EXTRAIT DE PAGE:
_ _ _ _ _

À écouter ce matin Monsieur Sapin, en charge de nos finances, qui nous expliquait comment il allait faire des économies pour trouver les 50 milliards escomptés, je songeais que je venais d'écouter, juste avant, Monsieur Morandini qui nous avait livré, comme d'habitude, une information aussi essentielle qu’« exclusive ». J’en ai oublié d’étonnement le sujet que je voulais aborder ce matin !
N'ayant pas retrouvé cette nouvelle dans les infos du matin sur Google, je me demande s'il ne s'agit pas d'un canular, mais en tout état de cause, je vous la livre néanmoins sous ces réserves car le problème est ailleurs.
Monsieur Morandini en effet nous a informé que Ségolène Royal avait diffusé, dans son ministère de l'écologie et de je ne sais plus trop quoi, une circulaire interne invitant le personnel féminin dudit ministère à venir au bureau dans une tenue décente ; elle ajoutait à cette injonction que désormais les tournées (sans doute d'inspection de la longueur des jupes et de la profondeur des décolletés) de Madame la Ministre y seraient annoncées par un huissier, chargé d'aviser le petit peuple de l'arrivée de Madame Royal(e).
Je ne doute pas que Ségolène s'est inspirée sur ce point de ses souvenirs de la faculté de droit, puisque ces établissements universitaires sont les seuls dans lesquels les professeurs sont encore précédés eux-mêmes d'un « appariteur » chargé d'annoncer aux étudiants l'arrivée du maître.

_ _ _ _ _

JEU DE DONNÉES:
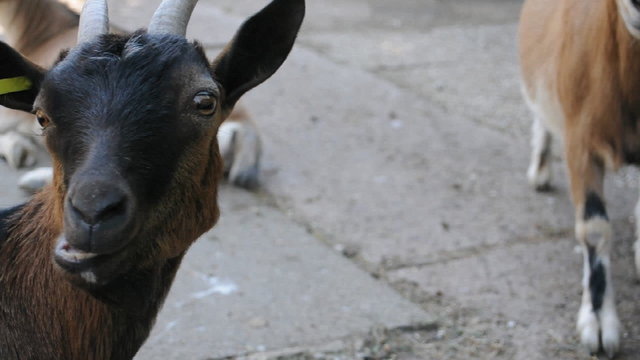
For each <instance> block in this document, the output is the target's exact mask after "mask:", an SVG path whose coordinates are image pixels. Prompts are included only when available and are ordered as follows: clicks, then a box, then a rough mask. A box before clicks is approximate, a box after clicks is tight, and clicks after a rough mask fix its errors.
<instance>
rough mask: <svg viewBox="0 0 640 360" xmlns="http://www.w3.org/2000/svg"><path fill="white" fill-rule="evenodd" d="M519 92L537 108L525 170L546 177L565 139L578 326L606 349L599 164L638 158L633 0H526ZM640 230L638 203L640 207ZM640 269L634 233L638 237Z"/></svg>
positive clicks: (606, 325) (634, 28) (604, 219)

_ _ _ _ _

SÉRIE D'EXERCICES:
[a] Relevez toutes les personnes désignées par leur nom dans l'extrait sur la circulaire de Ségolène Royal.
[b] Poursuivez l'extrait sur la circulaire de Ségolène Royal à partir de sa dernière phrase.

CORRIGÉ DES EXERCICES:
[a] Monsieur Sapin, Monsieur Morandini, Ségolène Royal

[b]
Cette annonce m’a fait me souvenir alors d’une photo que j'avais vue la veille, sur laquelle on voyait Aquilino Morelle sortir de l'Élysée, accompagné d'un jeune huissier (dont la tenue traditionnelle indiquait la qualité) qui, les bras ballants, se tenait sur le pas de la porte, tandis que le conseiller spécial portait avec sa main gauche une petite serviette. Je n'ai pas compris comment un homme qui se fait cirer ses chaussures à grands frais (… de l'État sans doute : 35 € la paire !), dans un salon spécial, sous des lambris dorés,  peut voisiner avec un huissier chargé de l'accompagner et porter lui-même sa serviette ! Laissons ce mystère.
Ces deux faits mettent en évidence néanmoins un problème que je me suis souvent posé à voir les représentations données pour la télévision à l'Assemblée nationale et au Sénat et qui est la suivante : « À quoi peuvent donc bien servir actuellement les huissiers de ces assemblées ? ».
La seule utilité que je leur voie est de perpétuer une tradition et sans doute, pour ceux de certains ministères, d’offrir un bassin d'emploi. Pendant longtemps (je reste dans le vague pour ne plus fréquenter ces établissements), les huissiers y étaient souvent des Pondichériens. Cette tradition s'est peut-être arrêtée, mais elle s’est prolongée bien au-delà du moment où nous avons perdu nos comptoirs de l’Inde. Il y avait là, en tout cas, une touche exotique qui s'ajoutait à l'élégance de la tenue, puisque ces huissiers de la République arborent tous le frac avec chemise et nœud papillon blancs, sans parler de la chaîne dorée, insigne de leurs fonctions, qu’ils portent toujours si joliment.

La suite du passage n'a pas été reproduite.